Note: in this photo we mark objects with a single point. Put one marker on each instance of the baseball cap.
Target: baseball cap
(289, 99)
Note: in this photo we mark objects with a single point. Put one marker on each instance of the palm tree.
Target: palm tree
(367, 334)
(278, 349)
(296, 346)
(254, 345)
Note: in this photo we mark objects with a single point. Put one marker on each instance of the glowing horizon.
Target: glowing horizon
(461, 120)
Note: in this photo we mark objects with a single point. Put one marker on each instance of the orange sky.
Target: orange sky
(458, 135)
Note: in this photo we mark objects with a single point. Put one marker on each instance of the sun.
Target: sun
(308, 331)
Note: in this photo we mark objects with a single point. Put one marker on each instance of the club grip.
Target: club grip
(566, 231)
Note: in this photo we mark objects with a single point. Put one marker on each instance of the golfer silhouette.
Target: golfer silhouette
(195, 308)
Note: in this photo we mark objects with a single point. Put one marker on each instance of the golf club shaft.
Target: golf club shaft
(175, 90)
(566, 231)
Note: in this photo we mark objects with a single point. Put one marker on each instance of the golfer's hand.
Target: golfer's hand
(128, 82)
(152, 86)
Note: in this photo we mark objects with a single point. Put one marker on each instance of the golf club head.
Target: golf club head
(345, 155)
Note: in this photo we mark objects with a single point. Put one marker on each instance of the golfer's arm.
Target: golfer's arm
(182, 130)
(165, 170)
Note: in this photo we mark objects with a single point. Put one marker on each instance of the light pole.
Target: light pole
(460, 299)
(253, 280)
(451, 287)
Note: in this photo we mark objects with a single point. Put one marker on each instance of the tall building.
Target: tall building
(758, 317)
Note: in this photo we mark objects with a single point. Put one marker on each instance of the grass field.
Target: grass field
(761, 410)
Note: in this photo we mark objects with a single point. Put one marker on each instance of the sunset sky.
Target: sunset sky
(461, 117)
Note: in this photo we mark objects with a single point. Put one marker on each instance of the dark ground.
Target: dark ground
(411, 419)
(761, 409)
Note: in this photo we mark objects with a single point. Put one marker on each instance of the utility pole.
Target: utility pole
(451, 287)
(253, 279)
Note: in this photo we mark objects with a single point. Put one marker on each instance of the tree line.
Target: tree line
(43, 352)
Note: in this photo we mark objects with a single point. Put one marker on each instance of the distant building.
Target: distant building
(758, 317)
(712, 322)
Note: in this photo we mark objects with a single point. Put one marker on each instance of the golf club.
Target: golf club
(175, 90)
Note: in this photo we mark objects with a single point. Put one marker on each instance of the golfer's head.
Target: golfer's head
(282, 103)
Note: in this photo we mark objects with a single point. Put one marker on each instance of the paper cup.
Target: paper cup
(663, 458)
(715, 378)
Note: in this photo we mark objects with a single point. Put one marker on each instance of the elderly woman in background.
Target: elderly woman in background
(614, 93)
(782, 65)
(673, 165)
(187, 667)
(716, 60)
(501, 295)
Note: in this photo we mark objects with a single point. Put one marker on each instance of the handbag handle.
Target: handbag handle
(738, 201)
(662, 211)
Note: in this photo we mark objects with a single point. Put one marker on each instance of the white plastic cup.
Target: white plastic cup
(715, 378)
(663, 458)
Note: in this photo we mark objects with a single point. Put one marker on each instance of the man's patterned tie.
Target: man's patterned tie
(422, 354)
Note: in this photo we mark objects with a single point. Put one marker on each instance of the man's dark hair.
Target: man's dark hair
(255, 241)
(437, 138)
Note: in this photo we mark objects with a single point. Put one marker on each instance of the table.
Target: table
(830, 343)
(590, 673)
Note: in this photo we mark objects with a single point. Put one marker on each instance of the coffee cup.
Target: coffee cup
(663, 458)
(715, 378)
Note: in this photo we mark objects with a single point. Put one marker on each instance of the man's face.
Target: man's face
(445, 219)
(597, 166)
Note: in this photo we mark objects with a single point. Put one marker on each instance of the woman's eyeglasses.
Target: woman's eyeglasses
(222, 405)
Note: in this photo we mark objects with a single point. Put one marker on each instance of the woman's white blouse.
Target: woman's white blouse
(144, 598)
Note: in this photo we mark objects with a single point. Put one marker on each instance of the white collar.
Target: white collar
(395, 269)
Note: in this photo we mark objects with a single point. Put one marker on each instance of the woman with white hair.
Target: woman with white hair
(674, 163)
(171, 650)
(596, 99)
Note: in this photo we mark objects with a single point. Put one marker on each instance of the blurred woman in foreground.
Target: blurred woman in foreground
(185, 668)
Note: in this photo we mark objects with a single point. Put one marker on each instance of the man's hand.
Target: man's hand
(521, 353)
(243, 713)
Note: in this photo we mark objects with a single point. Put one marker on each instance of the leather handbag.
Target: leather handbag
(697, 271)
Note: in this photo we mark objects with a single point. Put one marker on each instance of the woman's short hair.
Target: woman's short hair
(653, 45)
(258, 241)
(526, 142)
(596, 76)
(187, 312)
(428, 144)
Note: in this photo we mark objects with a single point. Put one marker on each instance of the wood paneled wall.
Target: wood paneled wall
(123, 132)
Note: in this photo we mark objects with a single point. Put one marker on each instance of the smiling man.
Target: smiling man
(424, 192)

* * * * *

◆ STATED GOAL ◆
Copy out exactly the lines running from the line with "the woman's eyeglasses." to the end of the records, inclusive.

◆ FINAL ANSWER ◆
Note: in this photo we mark objects with a single point. Put one marker on each instance of the woman's eyeglasses.
Target: woman's eyeglasses
(222, 405)
Note: in this photo we mark objects with a single point. Put one marker on each instance of the woman's white blouse.
Target: woman's white blouse
(144, 598)
Note: in this photo we mark objects with a single point. Put one marker on each instance of the white collar.
Target: white collar
(395, 269)
Note: in this photo we mark objects with a single point. Put one marker on each instance of the woman with white hair.
Target: woman with white hair
(674, 163)
(171, 650)
(596, 99)
Note: in this photo we mark objects with a single point. Put one marker on each instance of the blurred woman in foreground.
Target: blurred woman in foreground
(185, 668)
Note: in this photo we mark objects with a single point. Put one marker on each instance of the man's hand.
Target: man's hand
(521, 353)
(243, 713)
Note: in this photo we mark objects with a single point. Put one marker on each instance of the leather handbag.
Target: leather handbag
(697, 271)
Note: in this photo we mark objects with a single point. Put one marker on each instance of the woman's short hair.
Target: woman's short hair
(653, 45)
(258, 241)
(526, 142)
(596, 76)
(187, 312)
(428, 144)
Note: in this photo we mark objects with a single point. Put one marker on each instance of the wood paneled wall.
Target: wood paneled wall
(123, 132)
Note: in this photo we mark objects with a single point. Put one marker on each instance of the smiling man.
Target: smiling man
(424, 192)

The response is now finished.